• [DIRECTIVE 1]
According to the text on memory compression, what is the minimum number of dimensions a compressed vector can have?

• [READING TEXT]
#####

New Salience After Decay
new_salience = clamp(salience × f, 0, 1)
Compression Mechanics
Vector Compression
When decay factor f < 0.7, vectors are compressed:
# Original vector: 1536 dimensions
# Decay factor: f = 0.6
# Target dimensions: floor(1536 × 0.6) = 922 dimensions
# Compression via pooling
bucket_size = ceil(original_dim / target_dim)
compressed_vec = [mean(vec[i:i+bucket_size]) for i in range(0, len(vec), bucket_size)]
normalized = normalize(compressed_vec)
Compression Limits:
- Minimum: 64 dimensions
- Maximum: Original dimensions (256/384/1536 based on
OM_TIER)
Example: 1536d → 922d → 614d → 384d → 256d → 128d → 64d (min)
Summary Compression
Summaries compress in layers based on decay factor:
if f > 0.8:
# Light compression - truncate
summary = original[:200] + "..."
elif f > 0.4:
# Medium compression - extractive summary
summary = top_sentences(original, 3)[:80]
else:
# Heavy compression - keywords only
summary = " ".join(top_keywords(original, 5))
Fingerprinting
When f < cold_threshold (default 0.25-0.3), memories are fingerprinted:
# Create minimal representation
fingerprint_vector = hash_to_vec(id + summary, 32) # 32 dimensions
fingerprint_summary = " ".join(top_keywords(content, 3)) # 3 keywords
# Replace full memory
update_vector(id, fingerprint_vector)

#####

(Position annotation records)

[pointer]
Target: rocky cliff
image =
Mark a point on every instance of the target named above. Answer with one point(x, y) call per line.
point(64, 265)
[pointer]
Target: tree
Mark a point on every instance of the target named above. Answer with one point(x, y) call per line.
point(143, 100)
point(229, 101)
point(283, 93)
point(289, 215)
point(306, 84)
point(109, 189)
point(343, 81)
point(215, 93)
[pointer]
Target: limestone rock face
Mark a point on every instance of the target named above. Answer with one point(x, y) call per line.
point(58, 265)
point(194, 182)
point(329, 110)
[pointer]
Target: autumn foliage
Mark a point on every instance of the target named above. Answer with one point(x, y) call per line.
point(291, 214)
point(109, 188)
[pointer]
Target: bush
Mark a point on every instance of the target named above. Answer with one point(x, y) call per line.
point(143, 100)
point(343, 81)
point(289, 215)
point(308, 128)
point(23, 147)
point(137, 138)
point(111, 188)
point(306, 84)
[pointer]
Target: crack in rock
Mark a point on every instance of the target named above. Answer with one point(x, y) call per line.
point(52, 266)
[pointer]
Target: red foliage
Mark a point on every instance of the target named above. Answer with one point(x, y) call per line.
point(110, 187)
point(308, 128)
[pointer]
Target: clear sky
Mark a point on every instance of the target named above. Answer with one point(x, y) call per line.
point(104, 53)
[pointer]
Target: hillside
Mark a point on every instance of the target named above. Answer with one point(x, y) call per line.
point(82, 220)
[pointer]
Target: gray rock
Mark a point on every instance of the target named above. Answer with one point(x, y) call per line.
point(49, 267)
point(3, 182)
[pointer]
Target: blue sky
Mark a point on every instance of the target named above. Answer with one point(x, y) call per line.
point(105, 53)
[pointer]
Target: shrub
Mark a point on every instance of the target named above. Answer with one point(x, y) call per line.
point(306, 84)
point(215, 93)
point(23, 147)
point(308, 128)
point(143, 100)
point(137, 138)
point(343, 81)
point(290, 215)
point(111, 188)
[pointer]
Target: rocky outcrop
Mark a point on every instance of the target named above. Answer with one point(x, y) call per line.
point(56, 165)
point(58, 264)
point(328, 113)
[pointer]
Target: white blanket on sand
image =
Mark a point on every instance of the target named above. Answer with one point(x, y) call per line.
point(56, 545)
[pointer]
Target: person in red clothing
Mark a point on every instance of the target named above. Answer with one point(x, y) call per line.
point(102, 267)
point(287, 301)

#####

• [DIRECTIVE 2]
Show each line of the records that contains the word "foliage".

• [EXPECTED ANSWER 1]
64 dimensions

• [EXPECTED ANSWER 2]
Target: autumn foliage
Target: red foliage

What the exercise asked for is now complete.